## Instructions to follow
Reproduce all of the records below, swapping every occurrence of "match tally" for "final count" and keeping everything else unchanged.

Stored data
....
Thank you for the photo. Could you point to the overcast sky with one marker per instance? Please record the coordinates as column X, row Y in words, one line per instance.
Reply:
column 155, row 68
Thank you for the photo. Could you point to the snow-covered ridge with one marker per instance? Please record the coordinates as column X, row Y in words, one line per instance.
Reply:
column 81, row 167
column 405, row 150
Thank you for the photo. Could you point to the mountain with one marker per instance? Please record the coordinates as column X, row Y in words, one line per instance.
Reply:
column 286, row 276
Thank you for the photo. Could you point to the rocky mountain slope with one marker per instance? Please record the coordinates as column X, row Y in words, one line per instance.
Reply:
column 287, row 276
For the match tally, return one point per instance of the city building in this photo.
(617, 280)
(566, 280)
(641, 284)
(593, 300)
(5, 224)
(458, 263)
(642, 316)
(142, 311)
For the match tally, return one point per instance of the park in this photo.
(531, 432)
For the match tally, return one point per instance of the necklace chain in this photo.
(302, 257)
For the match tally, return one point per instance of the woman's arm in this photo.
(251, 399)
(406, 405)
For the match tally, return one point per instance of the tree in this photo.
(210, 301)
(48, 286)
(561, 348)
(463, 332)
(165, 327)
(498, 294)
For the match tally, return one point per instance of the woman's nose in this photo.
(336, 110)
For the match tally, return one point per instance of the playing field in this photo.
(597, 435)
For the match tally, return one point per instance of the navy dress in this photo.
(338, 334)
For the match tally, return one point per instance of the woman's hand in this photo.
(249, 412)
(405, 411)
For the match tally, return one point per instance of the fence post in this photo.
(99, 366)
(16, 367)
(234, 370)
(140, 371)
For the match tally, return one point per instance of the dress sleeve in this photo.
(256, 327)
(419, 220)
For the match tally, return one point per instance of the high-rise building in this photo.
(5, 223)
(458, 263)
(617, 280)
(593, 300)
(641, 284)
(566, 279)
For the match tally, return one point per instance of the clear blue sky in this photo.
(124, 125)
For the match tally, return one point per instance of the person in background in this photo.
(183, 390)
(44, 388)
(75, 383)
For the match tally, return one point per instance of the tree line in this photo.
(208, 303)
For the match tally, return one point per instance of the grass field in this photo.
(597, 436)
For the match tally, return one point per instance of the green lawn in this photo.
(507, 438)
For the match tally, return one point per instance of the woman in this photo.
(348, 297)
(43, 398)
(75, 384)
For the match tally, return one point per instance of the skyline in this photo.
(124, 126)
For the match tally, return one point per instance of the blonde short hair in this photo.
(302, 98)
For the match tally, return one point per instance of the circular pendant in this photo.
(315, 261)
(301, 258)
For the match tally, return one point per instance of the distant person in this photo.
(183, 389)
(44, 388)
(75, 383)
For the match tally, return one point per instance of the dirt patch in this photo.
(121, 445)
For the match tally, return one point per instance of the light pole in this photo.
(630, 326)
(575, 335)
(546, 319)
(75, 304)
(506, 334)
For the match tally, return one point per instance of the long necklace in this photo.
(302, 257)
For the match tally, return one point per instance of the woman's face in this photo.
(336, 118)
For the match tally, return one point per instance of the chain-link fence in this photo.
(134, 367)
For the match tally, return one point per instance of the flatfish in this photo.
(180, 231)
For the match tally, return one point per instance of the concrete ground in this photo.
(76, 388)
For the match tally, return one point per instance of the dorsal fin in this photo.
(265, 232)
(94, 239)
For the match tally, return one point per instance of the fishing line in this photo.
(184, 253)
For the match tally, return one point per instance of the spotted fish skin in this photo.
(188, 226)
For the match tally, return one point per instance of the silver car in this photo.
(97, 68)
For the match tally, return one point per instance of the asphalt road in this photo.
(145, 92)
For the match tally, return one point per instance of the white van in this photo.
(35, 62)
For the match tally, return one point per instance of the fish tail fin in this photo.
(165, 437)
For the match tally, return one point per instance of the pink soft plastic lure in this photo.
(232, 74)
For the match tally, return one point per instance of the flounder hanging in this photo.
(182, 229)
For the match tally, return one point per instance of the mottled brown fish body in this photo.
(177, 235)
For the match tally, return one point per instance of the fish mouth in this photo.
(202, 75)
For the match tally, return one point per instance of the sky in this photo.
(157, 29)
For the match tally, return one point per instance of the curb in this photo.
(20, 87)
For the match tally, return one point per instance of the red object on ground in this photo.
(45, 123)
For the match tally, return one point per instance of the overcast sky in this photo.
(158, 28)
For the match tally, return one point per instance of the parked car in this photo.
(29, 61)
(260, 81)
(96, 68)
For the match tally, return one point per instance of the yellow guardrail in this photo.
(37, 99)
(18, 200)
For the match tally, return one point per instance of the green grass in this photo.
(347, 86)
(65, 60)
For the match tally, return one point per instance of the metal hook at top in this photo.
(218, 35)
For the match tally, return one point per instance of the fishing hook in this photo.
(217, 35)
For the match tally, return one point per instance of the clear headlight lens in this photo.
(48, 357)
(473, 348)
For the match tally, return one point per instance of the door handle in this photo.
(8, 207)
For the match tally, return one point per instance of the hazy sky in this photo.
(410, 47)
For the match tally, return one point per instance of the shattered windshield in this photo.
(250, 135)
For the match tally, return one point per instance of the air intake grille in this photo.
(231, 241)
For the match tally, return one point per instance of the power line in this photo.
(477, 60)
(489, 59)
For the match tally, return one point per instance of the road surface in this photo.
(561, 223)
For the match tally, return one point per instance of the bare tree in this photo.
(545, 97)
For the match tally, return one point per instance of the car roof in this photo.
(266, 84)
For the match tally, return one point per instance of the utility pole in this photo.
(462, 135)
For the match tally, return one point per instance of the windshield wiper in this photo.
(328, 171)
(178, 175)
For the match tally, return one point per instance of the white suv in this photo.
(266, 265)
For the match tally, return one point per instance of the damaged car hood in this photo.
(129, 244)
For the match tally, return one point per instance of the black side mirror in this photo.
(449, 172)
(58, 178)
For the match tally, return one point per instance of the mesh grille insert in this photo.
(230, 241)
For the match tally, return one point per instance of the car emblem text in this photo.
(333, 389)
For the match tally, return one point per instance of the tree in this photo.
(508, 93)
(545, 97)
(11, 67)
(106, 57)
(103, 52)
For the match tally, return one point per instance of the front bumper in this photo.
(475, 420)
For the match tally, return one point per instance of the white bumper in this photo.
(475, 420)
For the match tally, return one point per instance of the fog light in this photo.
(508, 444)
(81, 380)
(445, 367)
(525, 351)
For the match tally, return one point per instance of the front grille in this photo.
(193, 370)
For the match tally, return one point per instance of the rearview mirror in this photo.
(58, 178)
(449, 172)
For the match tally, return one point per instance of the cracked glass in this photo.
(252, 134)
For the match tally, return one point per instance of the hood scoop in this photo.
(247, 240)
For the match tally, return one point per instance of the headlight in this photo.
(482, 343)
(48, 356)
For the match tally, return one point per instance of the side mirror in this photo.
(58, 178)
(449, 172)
....
## Response to this exercise
Thank you for the photo. Could you point to the overcast sky with one marker per instance? Please record the coordinates as column X, row Y in words, one line per instance.
Reply:
column 155, row 68
Thank you for the photo. Could you point to the snow-covered ridge with one marker per instance? Please record the coordinates as column X, row Y in words, one line per instance.
Reply:
column 81, row 167
column 405, row 150
Thank you for the photo. Could you point to the mountain with one marker per instance? Please record the coordinates as column X, row Y in words, one line per instance.
Reply:
column 286, row 276
Thank you for the photo. Could you point to the rocky mountain slope with one marker per instance? Please record the coordinates as column X, row Y in words, one line per instance.
Reply:
column 287, row 276
For the final count, return one point per instance of the city building in this photo.
(617, 280)
(566, 280)
(641, 284)
(593, 300)
(5, 224)
(458, 263)
(642, 316)
(142, 311)
For the final count, return one point per instance of the park in this photo.
(531, 432)
For the final count, return one point per instance of the necklace chain in this photo.
(302, 257)
For the final count, return one point per instance of the woman's arm in this photo.
(251, 399)
(406, 405)
For the final count, return one point per instance of the tree in this photo.
(210, 301)
(48, 286)
(561, 348)
(463, 332)
(165, 327)
(498, 294)
For the final count, return one point per instance of the woman's nose in this photo.
(336, 110)
For the final count, return one point per instance of the playing field in this photo.
(597, 435)
For the final count, return one point per instance of the navy dress in this photo.
(338, 334)
For the final count, return one point per instance of the woman's hand in this photo.
(249, 412)
(405, 411)
For the final count, return one point per instance of the fence post in this photo.
(99, 366)
(16, 367)
(234, 370)
(140, 371)
For the final count, return one point per instance of the dress sleeve in this photo.
(256, 327)
(419, 220)
For the final count, return one point per instance of the high-rise building in this photo.
(5, 223)
(458, 263)
(617, 280)
(593, 300)
(641, 284)
(566, 279)
For the final count, return one point per instance of the clear blue sky in this photo.
(124, 125)
For the final count, return one point per instance of the person in background in this photo.
(183, 390)
(44, 388)
(75, 383)
For the final count, return one point per instance of the tree line in this photo.
(208, 303)
For the final count, return one point per instance of the grass field in this photo.
(597, 436)
For the final count, return one point per instance of the green lawn in this photo.
(507, 438)
For the final count, return one point per instance of the woman in this photo.
(348, 297)
(43, 398)
(75, 384)
For the final count, return one point per instance of the skyline in this photo.
(124, 126)
For the final count, return one point per instance of the blonde short hair in this photo.
(302, 98)
For the final count, return one point per instance of the circular pendant in this photo.
(315, 261)
(301, 258)
For the final count, return one point per instance of the distant person in this photo.
(183, 389)
(44, 388)
(75, 383)
For the final count, return one point per instance of the dirt patch in this photo.
(121, 445)
For the final count, return one point per instance of the light pole in this photo.
(630, 326)
(575, 335)
(546, 319)
(75, 304)
(506, 334)
For the final count, return one point per instance of the long necklace in this photo.
(302, 257)
For the final count, return one point per instance of the woman's face in this photo.
(336, 118)
For the final count, return one point per instance of the chain-link fence in this photo.
(134, 367)
For the final count, return one point per instance of the flatfish in this photo.
(180, 231)
For the final count, return one point per instance of the concrete ground in this photo.
(76, 388)
For the final count, return one point per instance of the dorsal fin in this photo.
(265, 232)
(94, 239)
For the final count, return one point per instance of the fishing line in this photo.
(184, 253)
For the final count, return one point per instance of the spotted fish skin in this photo.
(188, 226)
For the final count, return one point per instance of the silver car in this photo.
(97, 68)
For the final count, return one point per instance of the asphalt road in this photo.
(145, 92)
For the final count, return one point per instance of the white van in this photo.
(35, 62)
For the final count, return one point per instance of the fish tail fin in this photo.
(165, 437)
For the final count, return one point per instance of the pink soft plastic lure in this photo.
(232, 74)
For the final count, return one point per instance of the flounder hanging in this photo.
(182, 229)
For the final count, return one point per instance of the mottled brown fish body in this photo.
(177, 235)
For the final count, return one point per instance of the fish mouth in this photo.
(202, 75)
For the final count, return one point per instance of the sky in this photo.
(157, 29)
For the final count, return one point per instance of the curb in this photo.
(20, 87)
For the final count, return one point per instance of the red object on ground in this photo.
(45, 123)
For the final count, return one point per instance of the overcast sky in this photo.
(158, 28)
For the final count, return one point per instance of the parked car in this photo.
(29, 61)
(260, 81)
(96, 68)
For the final count, return one point per instance of the yellow guardrail in this photo.
(37, 99)
(18, 200)
For the final count, return one point per instance of the green grass in this photo.
(347, 86)
(65, 60)
For the final count, return one point per instance of the metal hook at top in this photo.
(218, 35)
For the final count, return one point per instance of the fishing hook in this photo.
(217, 35)
For the final count, return one point per instance of the clear headlight lens in this photo.
(48, 357)
(473, 348)
For the final count, return one point per instance of the door handle in this photo.
(8, 207)
For the final count, return one point per instance of the hazy sky in this photo.
(410, 47)
For the final count, return one point per instance of the shattered windshield in this photo.
(250, 135)
For the final count, return one point per instance of the air intake grille in this photo.
(231, 241)
For the final count, return one point per instance of the power line in this photo.
(477, 60)
(489, 59)
For the final count, return one point per instance of the road surface in this photo.
(561, 223)
For the final count, return one point per instance of the bare tree in this photo.
(545, 97)
For the final count, return one point per instance of the car roof in this photo.
(266, 84)
For the final count, return one point per instance of the utility pole in this photo.
(462, 135)
For the final count, return one point per instance of the windshield wiper in this photo.
(328, 171)
(178, 175)
For the final count, return one point per instance of the white suv in this photo.
(266, 265)
For the final count, return one point per instance of the damaged car hood in this photo.
(129, 244)
For the final count, return one point per instance of the black side mirror in this photo.
(449, 172)
(58, 178)
For the final count, return one point per instance of the mesh grille insert in this photo.
(230, 241)
For the final count, return one point per instance of the car emblem text in this photo.
(333, 389)
For the final count, return one point per instance of the tree in this photo.
(508, 93)
(545, 97)
(11, 67)
(106, 57)
(103, 52)
For the final count, return one point per instance of the front bumper in this photo.
(475, 420)
For the final count, return one point per instance of the white bumper in this photo.
(475, 420)
For the final count, return one point per instance of the fog light in this photo.
(508, 444)
(81, 380)
(445, 367)
(525, 351)
For the final count, return one point per instance of the front grille in this photo.
(193, 370)
For the final count, return one point per instance of the rearview mirror in this photo.
(58, 178)
(449, 172)
For the final count, return one point per instance of the cracked glass in this photo.
(252, 134)
For the final count, return one point per instance of the hood scoop in this photo.
(247, 240)
For the final count, return one point per instance of the headlight in this photo.
(482, 343)
(48, 356)
For the final count, return one point per instance of the side mirror in this photo.
(58, 178)
(449, 172)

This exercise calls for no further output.